# Start of Recorded information

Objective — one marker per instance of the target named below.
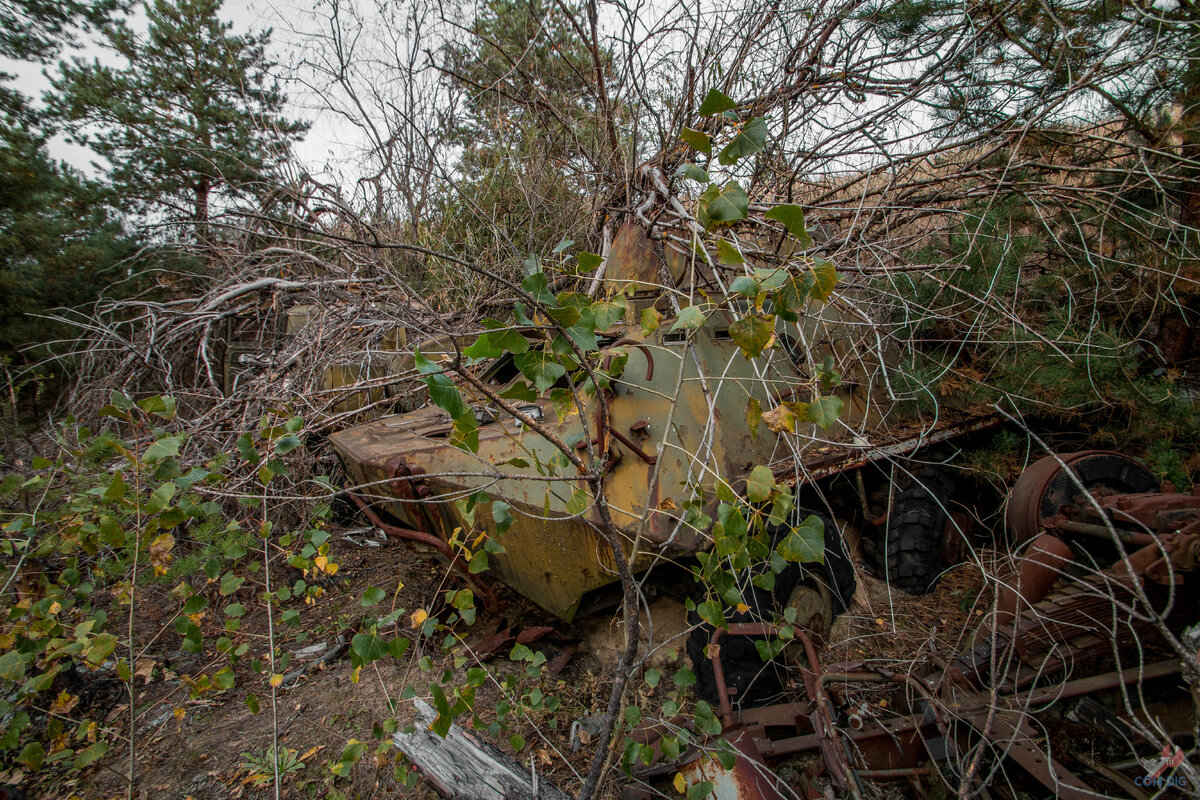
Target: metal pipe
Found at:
(1101, 531)
(403, 533)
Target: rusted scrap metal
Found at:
(989, 691)
(462, 768)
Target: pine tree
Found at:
(191, 122)
(60, 244)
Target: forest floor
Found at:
(215, 746)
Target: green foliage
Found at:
(35, 30)
(108, 515)
(60, 244)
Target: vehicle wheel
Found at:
(817, 593)
(1044, 487)
(751, 681)
(837, 573)
(921, 537)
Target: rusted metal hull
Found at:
(664, 441)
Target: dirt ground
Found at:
(213, 746)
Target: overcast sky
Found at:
(288, 19)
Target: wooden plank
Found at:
(462, 768)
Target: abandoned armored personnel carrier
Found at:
(688, 414)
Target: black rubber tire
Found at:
(760, 683)
(912, 539)
(755, 683)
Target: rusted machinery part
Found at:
(1041, 565)
(897, 749)
(1045, 487)
(491, 600)
(640, 346)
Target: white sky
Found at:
(287, 18)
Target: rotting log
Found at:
(460, 767)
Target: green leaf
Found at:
(707, 723)
(442, 390)
(442, 723)
(543, 368)
(159, 405)
(538, 288)
(729, 253)
(165, 447)
(760, 483)
(723, 204)
(749, 140)
(588, 262)
(689, 318)
(792, 216)
(120, 402)
(160, 498)
(697, 140)
(744, 286)
(751, 334)
(246, 447)
(115, 489)
(712, 612)
(33, 755)
(691, 172)
(826, 278)
(715, 102)
(825, 410)
(231, 583)
(287, 444)
(754, 415)
(465, 433)
(502, 516)
(520, 391)
(651, 320)
(684, 678)
(369, 648)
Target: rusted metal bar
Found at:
(629, 443)
(491, 600)
(1042, 565)
(1101, 531)
(402, 533)
(868, 455)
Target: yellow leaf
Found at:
(679, 783)
(64, 703)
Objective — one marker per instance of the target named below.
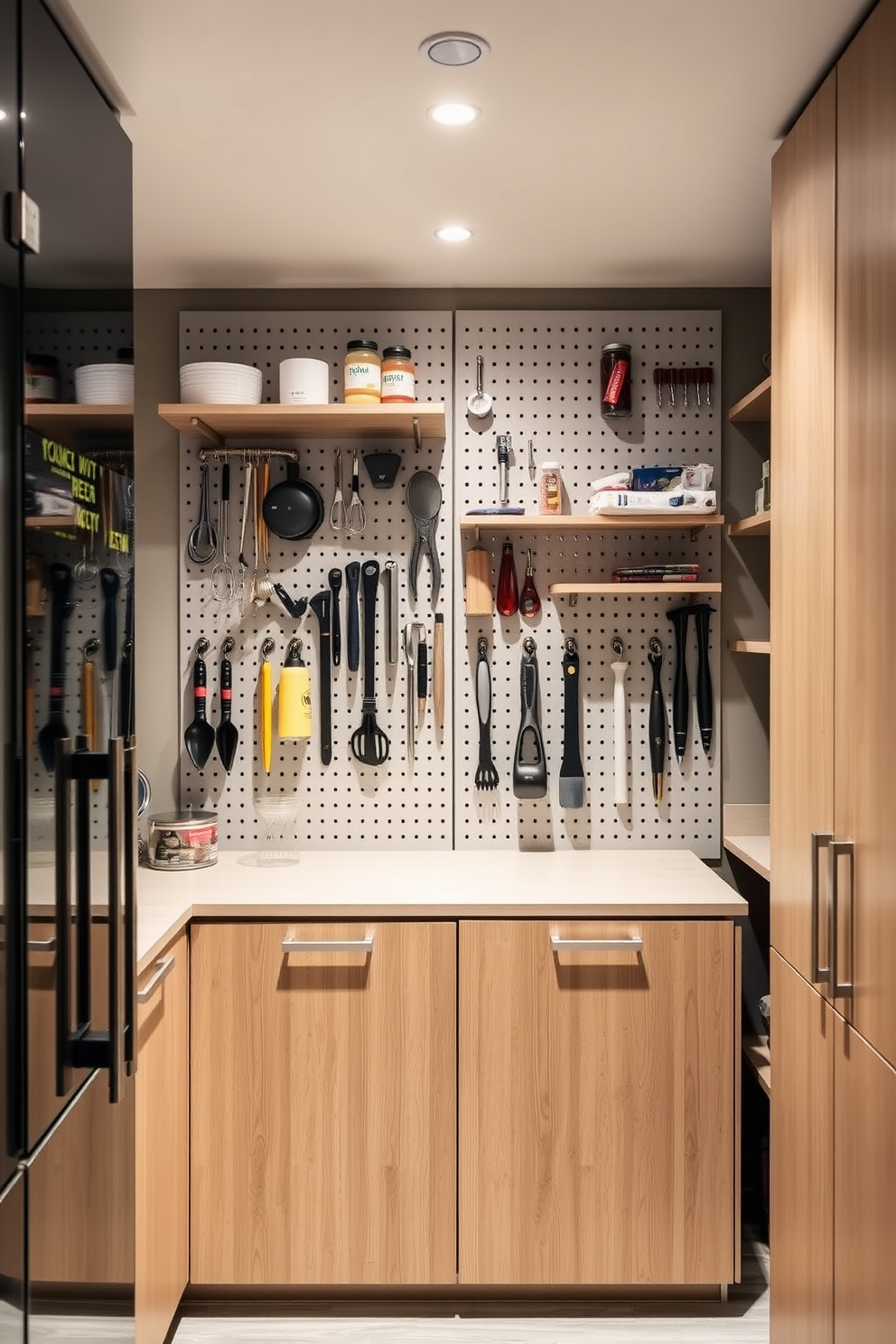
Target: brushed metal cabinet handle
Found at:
(164, 969)
(819, 840)
(290, 944)
(595, 944)
(837, 850)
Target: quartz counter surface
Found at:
(434, 884)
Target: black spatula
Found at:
(571, 771)
(228, 733)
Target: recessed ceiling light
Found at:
(453, 113)
(454, 49)
(454, 234)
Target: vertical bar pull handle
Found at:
(131, 908)
(840, 850)
(819, 840)
(116, 931)
(65, 749)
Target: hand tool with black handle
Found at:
(571, 773)
(487, 774)
(320, 605)
(199, 735)
(60, 586)
(658, 729)
(228, 733)
(680, 690)
(529, 763)
(352, 580)
(369, 743)
(110, 583)
(335, 580)
(702, 613)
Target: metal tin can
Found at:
(615, 380)
(183, 840)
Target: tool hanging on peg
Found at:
(620, 724)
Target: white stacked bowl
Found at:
(217, 383)
(105, 385)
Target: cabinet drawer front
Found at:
(324, 1104)
(597, 1102)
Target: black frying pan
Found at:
(293, 509)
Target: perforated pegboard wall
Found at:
(344, 803)
(79, 339)
(543, 372)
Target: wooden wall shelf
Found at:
(758, 1058)
(215, 424)
(758, 525)
(750, 647)
(755, 406)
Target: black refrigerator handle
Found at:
(65, 751)
(131, 906)
(117, 807)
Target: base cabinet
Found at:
(597, 1099)
(162, 1247)
(833, 1175)
(322, 1104)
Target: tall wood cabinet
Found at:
(833, 734)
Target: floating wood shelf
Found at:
(752, 407)
(758, 1057)
(215, 424)
(630, 589)
(758, 525)
(69, 421)
(750, 647)
(565, 523)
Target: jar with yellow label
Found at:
(363, 371)
(397, 374)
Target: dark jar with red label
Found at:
(615, 382)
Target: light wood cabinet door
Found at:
(162, 1198)
(802, 537)
(322, 1105)
(865, 1179)
(865, 488)
(802, 1162)
(597, 1104)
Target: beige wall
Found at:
(744, 609)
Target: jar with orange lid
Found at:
(397, 374)
(361, 372)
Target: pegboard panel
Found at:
(397, 806)
(543, 372)
(79, 339)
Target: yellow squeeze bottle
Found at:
(294, 695)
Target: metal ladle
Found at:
(480, 404)
(201, 543)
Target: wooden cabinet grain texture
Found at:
(802, 540)
(162, 1245)
(322, 1105)
(597, 1137)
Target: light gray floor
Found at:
(742, 1320)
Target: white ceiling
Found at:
(285, 143)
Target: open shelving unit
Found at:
(217, 424)
(755, 406)
(70, 421)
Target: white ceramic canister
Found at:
(303, 382)
(183, 840)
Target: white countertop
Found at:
(438, 883)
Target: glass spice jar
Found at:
(550, 490)
(361, 372)
(397, 374)
(615, 380)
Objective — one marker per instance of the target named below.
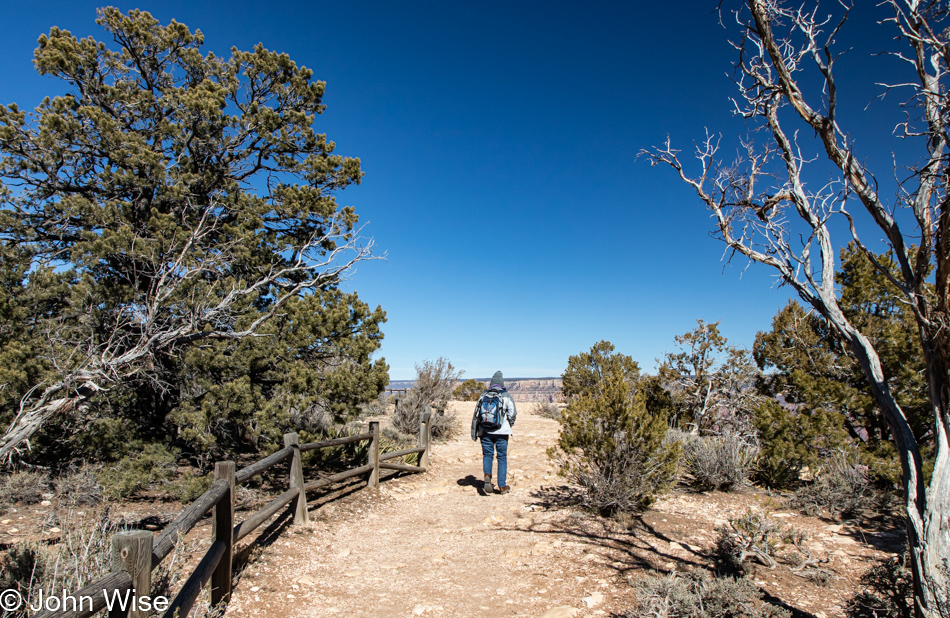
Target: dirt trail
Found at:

# End of Recorded information

▸ Instructions for the task
Make an exact copy of the whole listing, but don't bring over any pictures.

▸ Reply to the task
Objective — one marker per instance of the target named below.
Target: metal pipe
Found at:
(1101, 531)
(403, 533)
Target: rusted scrap metal
Found at:
(989, 691)
(462, 768)
Target: pine tree
Found at:
(191, 122)
(60, 244)
Target: forest floor
Found at:
(215, 746)
Target: green foliage
Found at:
(35, 30)
(108, 515)
(60, 244)
Target: vehicle wheel
Found at:
(817, 593)
(1044, 487)
(751, 681)
(837, 573)
(921, 537)
Target: rusted metal hull
Found at:
(664, 441)
Target: dirt ground
Found at:
(213, 746)
Target: overcast sky
Found at:
(288, 19)
Target: wooden plank
Found at:
(462, 768)
Target: abandoned armored personnel carrier
Found at:
(688, 414)
Target: black rubber tire
Found at:
(760, 683)
(912, 539)
(755, 683)
Target: rusted machinery part
Found at:
(1041, 565)
(897, 749)
(1045, 487)
(491, 600)
(640, 346)
Target: white sky
Found at:
(287, 18)
Target: rotting log
Found at:
(460, 767)
Target: green leaf
Found at:
(707, 723)
(442, 390)
(442, 723)
(543, 368)
(159, 405)
(538, 288)
(729, 253)
(165, 447)
(760, 483)
(723, 204)
(749, 140)
(588, 262)
(689, 318)
(792, 216)
(120, 402)
(160, 498)
(697, 140)
(744, 286)
(751, 334)
(246, 447)
(115, 489)
(712, 612)
(33, 755)
(691, 172)
(826, 278)
(715, 102)
(825, 410)
(231, 583)
(287, 444)
(754, 415)
(465, 433)
(502, 516)
(520, 391)
(651, 320)
(684, 678)
(369, 648)
Target: rusted metal bar
Found at:
(629, 443)
(491, 600)
(1042, 565)
(1101, 531)
(402, 533)
(868, 455)
Target: yellow leaf
Found at:
(679, 783)
(64, 703)
Objective — one marker per instance of the target named below.
Target: brushed metal cabinet handle
Found at:
(164, 969)
(819, 840)
(290, 944)
(595, 944)
(837, 850)
Target: quartz counter surface
Found at:
(434, 884)
Target: black spatula
Found at:
(571, 771)
(228, 733)
Target: recessed ceiling light
Found at:
(453, 113)
(454, 49)
(454, 234)
Target: vertical bar pull handle
Found at:
(131, 908)
(840, 850)
(819, 840)
(116, 931)
(65, 749)
Target: hand tool with black handle
Found at:
(571, 773)
(487, 774)
(320, 605)
(199, 735)
(60, 586)
(658, 729)
(228, 733)
(680, 690)
(529, 763)
(352, 580)
(369, 743)
(110, 583)
(335, 580)
(702, 613)
Target: metal tin can
Found at:
(615, 380)
(183, 840)
Target: tool hanging on peg
Found at:
(620, 724)
Target: white stacked bowl
Found at:
(217, 383)
(105, 385)
Target: cabinet drawer front
Found at:
(324, 1104)
(597, 1102)
Target: black frying pan
Found at:
(293, 509)
Target: perforated pegboard wall
Found at:
(344, 803)
(79, 339)
(543, 372)
Target: wooden wall shelf
Found at:
(758, 1058)
(215, 424)
(758, 525)
(750, 647)
(755, 406)
Target: black refrigerator handle
Found at:
(65, 751)
(131, 906)
(117, 807)
Target: base cabinet
Found at:
(597, 1099)
(162, 1247)
(833, 1175)
(322, 1104)
Target: tall wood cabinet
Found at:
(833, 734)
Target: floating wood shelf
Found at:
(752, 407)
(758, 1057)
(215, 424)
(630, 589)
(758, 525)
(69, 421)
(750, 647)
(565, 523)
Target: jar with yellow label
Found at:
(363, 371)
(397, 374)
Target: dark jar with red label
Found at:
(615, 382)
Target: light wood cabinet door
Found at:
(162, 1198)
(802, 537)
(322, 1105)
(865, 1179)
(865, 488)
(802, 1162)
(597, 1104)
Target: beige wall
Found at:
(744, 609)
Target: jar with orange lid
Found at:
(397, 374)
(361, 372)
Target: pegboard panel
Found at:
(397, 806)
(543, 372)
(79, 339)
Target: yellow squeeze bottle
Found at:
(294, 695)
Target: metal ladle
Found at:
(480, 404)
(201, 543)
Target: wooden cabinet grain texture
Found at:
(802, 540)
(162, 1245)
(322, 1105)
(597, 1137)
Target: light gray floor
Found at:
(742, 1320)
Target: white ceiling
Found at:
(285, 143)
Target: open shelving unit
Found at:
(217, 424)
(755, 406)
(70, 421)
Target: white ceramic canister
Found at:
(303, 382)
(183, 840)
Target: white countertop
Found at:
(438, 883)
Target: glass spice jar
Found at:
(550, 490)
(361, 372)
(397, 374)
(615, 380)
Objective — one marker per instance of the target named below.
Target: dirt trail
Found at:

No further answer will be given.